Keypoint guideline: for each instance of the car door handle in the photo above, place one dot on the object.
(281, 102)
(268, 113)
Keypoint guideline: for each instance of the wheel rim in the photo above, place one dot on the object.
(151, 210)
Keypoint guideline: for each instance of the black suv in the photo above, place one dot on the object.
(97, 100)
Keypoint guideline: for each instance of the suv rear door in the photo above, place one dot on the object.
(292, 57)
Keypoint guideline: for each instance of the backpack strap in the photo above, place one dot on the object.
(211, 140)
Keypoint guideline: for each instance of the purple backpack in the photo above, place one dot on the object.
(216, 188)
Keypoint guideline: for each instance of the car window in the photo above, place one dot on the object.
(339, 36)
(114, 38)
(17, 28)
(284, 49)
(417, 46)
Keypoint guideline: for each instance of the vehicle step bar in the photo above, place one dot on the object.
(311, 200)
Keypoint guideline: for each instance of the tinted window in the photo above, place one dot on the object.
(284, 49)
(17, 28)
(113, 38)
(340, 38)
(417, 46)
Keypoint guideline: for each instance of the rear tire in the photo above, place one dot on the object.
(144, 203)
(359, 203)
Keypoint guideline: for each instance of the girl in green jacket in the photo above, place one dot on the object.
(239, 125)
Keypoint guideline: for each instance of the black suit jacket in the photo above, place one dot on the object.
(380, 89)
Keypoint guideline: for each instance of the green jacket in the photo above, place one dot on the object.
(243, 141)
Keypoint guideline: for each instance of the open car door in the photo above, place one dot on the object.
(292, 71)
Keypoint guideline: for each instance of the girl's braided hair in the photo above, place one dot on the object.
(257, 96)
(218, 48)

--

- **YOUR ASSIGNMENT**
Output all of the records above exactly as they appear.

- **FINISHED TASK**
Keypoint guideline: for each instance of the car door handle in the photo above, place one dot on the object.
(281, 102)
(268, 113)
Keypoint guideline: for each instance of the wheel rim in the photo above, place one dot on the object.
(151, 210)
Keypoint guideline: for each instance of the black suv in the photo above, place one dot on the object.
(97, 100)
Keypoint guideline: for each instance of the suv rear door in the photo above, place one dot on the object.
(292, 57)
Keypoint guideline: for each instance of the backpack strap in the photo above, place one dot on the object.
(211, 140)
Keypoint guideline: for each instance of the purple backpack in the photo above, place one dot on the object.
(216, 188)
Keypoint guideline: for each instance of the car window in the photo above, place one dot on the object.
(339, 36)
(114, 38)
(17, 28)
(284, 49)
(417, 46)
Keypoint guideline: for each instance of the vehicle step bar in the photo above, place one dot on the object.
(311, 200)
Keypoint guideline: for each instance of the tinted window in the photo above, place one dot on the object.
(284, 49)
(17, 28)
(113, 38)
(340, 38)
(417, 46)
Keypoint guideline: for each instance of the rear tire in the photo above, place one dot on the object.
(144, 203)
(359, 203)
Keypoint guideline: for each instance of the girl in green jacket in the photo above, place one dot on the object.
(239, 125)
Keypoint guideline: for each instance of the black suit jacket in the photo above, place one dot on the object.
(380, 89)
Keypoint guideline: for each instance of the green jacket in the photo above, place one dot on the object.
(243, 141)
Keypoint guideline: for each instance of the open car door in the photo above, place one dot on the object.
(292, 71)
Keypoint guideline: for each instance of the girl's braided hair in the photo above, place one dot on the object.
(257, 96)
(218, 48)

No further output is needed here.